**BRANO DI LETTURA:**

= = = = =

Michele Santeramo la definisce perdita dell’incanto,
dell’incantesimo che permea i rapporti dei
personaggi tra loro e con la realtà circostante.
E se è vero che Milano rimane una città piuttosto
sbalorditiva, in costante relazione con il futuro, è
altrettanto vero che lo spettatore può domandarsi se
quella vocazione a essere città “metafisica”, dove la
gente, arrivando, ritrovava qualcosa di sé, esista
ancora.
È anche vero che quei giovani stavano
combattendo una guerra civile. Oggi per fortuna
non accade...
Non è solo il problema politico della guerra civile.

= = = = =

**COSA FARAI:**
A) Elenca tutte le qualità che il brano attribuisce a Milano.
B) In che senso, secondo il brano, Milano aveva la vocazione a essere una città "metafisica"?
Per rispondere usa soltanto il brano.

**SEZIONE DATI:**
= = = = =

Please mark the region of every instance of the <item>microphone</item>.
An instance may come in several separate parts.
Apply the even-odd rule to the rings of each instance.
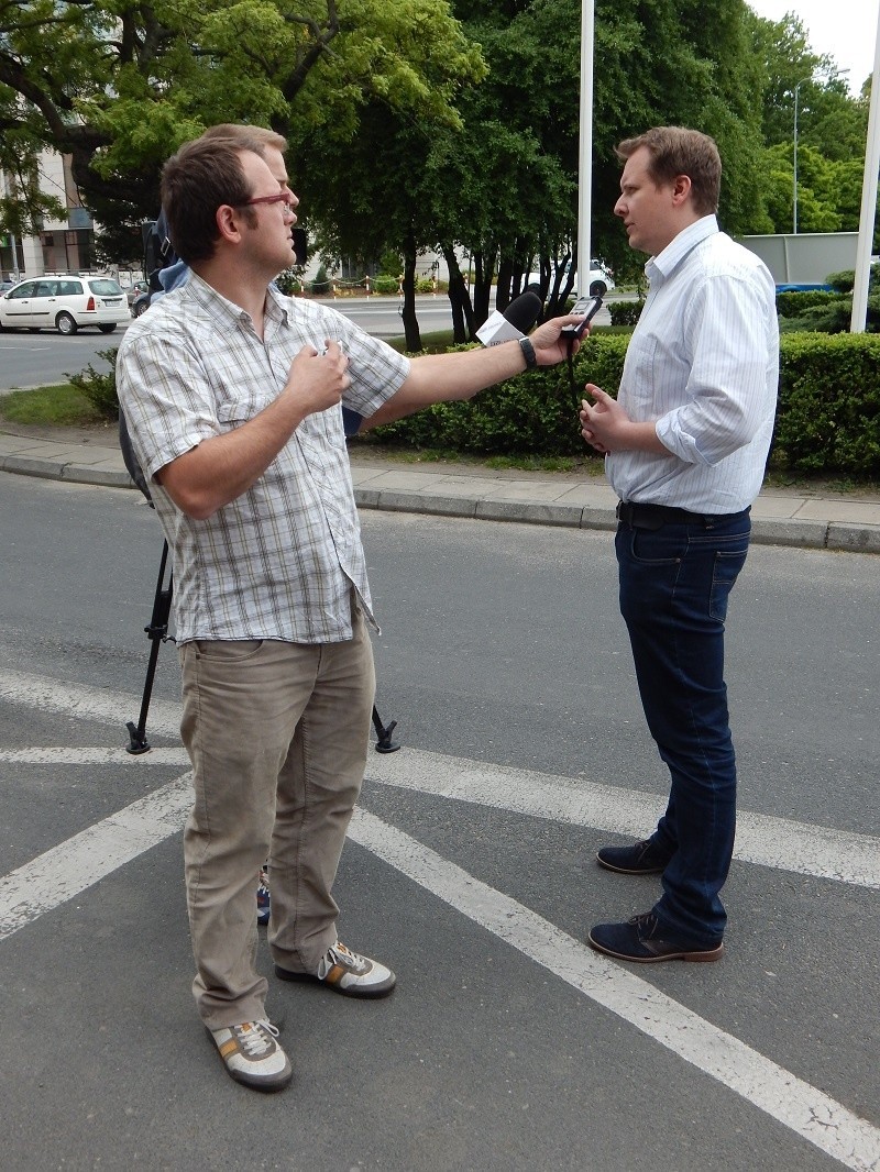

= = = = =

**SOLUZIONI:**
A)
- Una città piuttosto sbalorditiva
- In costante relazione con il futuro
- La vocazione a essere città "metafisica", dove la gente, arrivando, ritrovava qualcosa di sé

B) Perché la gente, arrivandoci, vi ritrovava qualcosa di sé. Il brano aggiunge che lo spettatore può domandarsi se questa vocazione esista ancora.